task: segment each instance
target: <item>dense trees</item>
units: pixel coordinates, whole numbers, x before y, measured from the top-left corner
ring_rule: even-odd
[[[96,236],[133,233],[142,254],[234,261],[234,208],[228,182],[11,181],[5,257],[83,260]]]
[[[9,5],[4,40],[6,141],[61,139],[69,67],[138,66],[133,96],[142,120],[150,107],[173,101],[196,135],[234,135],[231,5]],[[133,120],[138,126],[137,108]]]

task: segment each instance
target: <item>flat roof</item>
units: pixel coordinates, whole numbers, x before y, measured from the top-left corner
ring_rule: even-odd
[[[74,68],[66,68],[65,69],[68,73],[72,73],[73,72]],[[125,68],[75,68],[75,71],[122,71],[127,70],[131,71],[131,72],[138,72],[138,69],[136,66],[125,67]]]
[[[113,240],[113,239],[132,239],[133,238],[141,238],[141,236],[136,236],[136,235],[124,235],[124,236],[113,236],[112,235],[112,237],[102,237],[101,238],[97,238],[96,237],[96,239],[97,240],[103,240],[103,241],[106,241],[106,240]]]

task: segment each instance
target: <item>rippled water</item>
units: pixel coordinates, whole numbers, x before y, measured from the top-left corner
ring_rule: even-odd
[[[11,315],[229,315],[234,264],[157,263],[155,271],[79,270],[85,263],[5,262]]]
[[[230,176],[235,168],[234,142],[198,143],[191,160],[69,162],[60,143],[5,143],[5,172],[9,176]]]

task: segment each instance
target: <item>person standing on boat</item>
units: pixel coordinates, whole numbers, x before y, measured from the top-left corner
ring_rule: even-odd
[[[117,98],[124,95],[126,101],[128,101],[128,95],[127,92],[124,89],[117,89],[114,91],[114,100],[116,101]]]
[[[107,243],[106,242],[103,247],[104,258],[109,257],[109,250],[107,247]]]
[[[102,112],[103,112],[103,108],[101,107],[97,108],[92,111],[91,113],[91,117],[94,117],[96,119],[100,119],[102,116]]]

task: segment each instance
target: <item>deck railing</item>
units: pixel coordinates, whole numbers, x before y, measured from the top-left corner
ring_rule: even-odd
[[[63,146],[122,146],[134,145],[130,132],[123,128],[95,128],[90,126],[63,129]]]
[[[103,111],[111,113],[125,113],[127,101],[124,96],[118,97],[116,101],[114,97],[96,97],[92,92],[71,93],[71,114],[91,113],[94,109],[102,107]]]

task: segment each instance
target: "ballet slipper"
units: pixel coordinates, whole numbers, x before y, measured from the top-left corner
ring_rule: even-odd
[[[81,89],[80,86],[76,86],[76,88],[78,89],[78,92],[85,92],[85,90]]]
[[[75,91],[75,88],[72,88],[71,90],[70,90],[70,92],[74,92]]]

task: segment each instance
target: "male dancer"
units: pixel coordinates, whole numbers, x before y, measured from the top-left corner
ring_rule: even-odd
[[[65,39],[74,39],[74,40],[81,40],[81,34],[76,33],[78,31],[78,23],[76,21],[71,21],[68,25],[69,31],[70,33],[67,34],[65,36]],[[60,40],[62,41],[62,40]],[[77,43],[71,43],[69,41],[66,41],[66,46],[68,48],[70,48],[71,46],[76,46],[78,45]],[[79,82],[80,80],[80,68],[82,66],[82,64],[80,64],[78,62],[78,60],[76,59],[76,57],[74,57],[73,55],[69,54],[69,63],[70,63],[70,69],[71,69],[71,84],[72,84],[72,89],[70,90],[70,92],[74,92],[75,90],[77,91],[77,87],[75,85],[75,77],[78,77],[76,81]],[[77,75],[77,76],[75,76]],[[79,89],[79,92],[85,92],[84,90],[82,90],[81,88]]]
========
- [YOUR TASK]
Nothing in the data may differ; print all of it exactly as written.

- [FULL RESPONSE]
task: segment each instance
target: <item>dense trees</item>
units: pixel coordinates, whole numbers, x before y, measured from the top-left corner
ring_rule: even-odd
[[[96,236],[133,233],[142,254],[234,261],[234,208],[228,182],[11,181],[5,257],[83,260]]]
[[[9,5],[4,40],[6,141],[61,139],[69,67],[138,66],[133,96],[142,120],[150,107],[173,101],[196,135],[234,135],[231,5]],[[133,120],[138,126],[137,108]]]

task: segment each instance
target: <item>flat roof</item>
units: pixel coordinates, whole numbers, x before y, measured from the top-left corner
ring_rule: even-odd
[[[74,68],[66,68],[65,69],[68,73],[72,73],[73,72]],[[125,68],[75,68],[75,71],[122,71],[127,70],[131,71],[131,72],[138,72],[138,69],[136,66],[125,67]]]
[[[113,240],[113,239],[132,239],[133,238],[141,238],[141,236],[136,236],[136,235],[124,235],[124,236],[113,236],[112,235],[112,237],[102,237],[101,238],[97,238],[96,237],[96,239],[97,240],[103,240],[103,241],[106,241],[106,240]]]

task: segment each instance
target: <item>rippled water</item>
units: pixel coordinates, whole numbers, x before y, measured from the top-left corner
ring_rule: even-odd
[[[11,315],[229,315],[234,264],[157,263],[155,271],[79,270],[85,263],[5,262]]]
[[[230,176],[235,168],[234,142],[198,143],[191,160],[69,162],[60,143],[5,143],[5,172],[9,176]]]

task: segment each instance
target: <item>person standing on boat</item>
units: pixel coordinates, whole numbers, x before y, measured from the top-left corner
ring_rule: even-odd
[[[117,98],[124,95],[126,101],[128,101],[128,95],[127,92],[124,89],[117,89],[114,91],[114,100],[116,101]]]
[[[107,243],[106,242],[103,247],[104,258],[109,257],[109,250],[107,247]]]
[[[102,112],[103,112],[103,108],[101,107],[97,108],[92,111],[91,113],[91,117],[94,117],[96,119],[100,119],[102,116]]]

task: segment each instance
target: <item>deck railing</item>
units: pixel coordinates, whole numbers, x before y, measured from the top-left corner
ring_rule: even-odd
[[[63,146],[122,146],[134,145],[130,132],[123,128],[95,128],[90,126],[63,129]]]
[[[103,111],[111,113],[125,113],[127,101],[124,96],[118,97],[116,101],[114,97],[96,97],[92,92],[71,93],[71,114],[91,113],[94,109],[102,107]]]

task: segment each instance
target: "ballet slipper"
units: pixel coordinates, whole numbers, x before y, measured from the top-left corner
ring_rule: even-odd
[[[81,89],[80,86],[76,86],[76,88],[78,89],[78,92],[85,92],[85,90]]]
[[[75,91],[75,88],[72,88],[71,90],[70,90],[70,92],[74,92]]]

task: segment each instance
target: "male dancer"
units: pixel coordinates, whole numbers, x before y, measured from the top-left corner
ring_rule: even-odd
[[[65,39],[74,39],[74,40],[81,40],[81,34],[76,33],[78,31],[78,23],[76,21],[71,21],[68,25],[69,31],[70,33],[67,34],[65,36]],[[60,40],[62,41],[62,40]],[[77,43],[71,43],[69,41],[66,41],[66,46],[68,48],[70,48],[71,46],[76,46],[78,45]],[[79,82],[80,80],[80,68],[82,66],[82,64],[80,64],[78,62],[78,60],[76,59],[76,57],[74,57],[73,55],[69,54],[69,63],[70,63],[70,69],[71,69],[71,84],[72,84],[72,89],[70,90],[70,92],[74,92],[75,90],[77,91],[77,87],[75,85],[75,77],[78,77],[76,81]],[[77,75],[77,76],[75,76]],[[79,89],[79,92],[85,92],[84,90],[82,90],[81,88]]]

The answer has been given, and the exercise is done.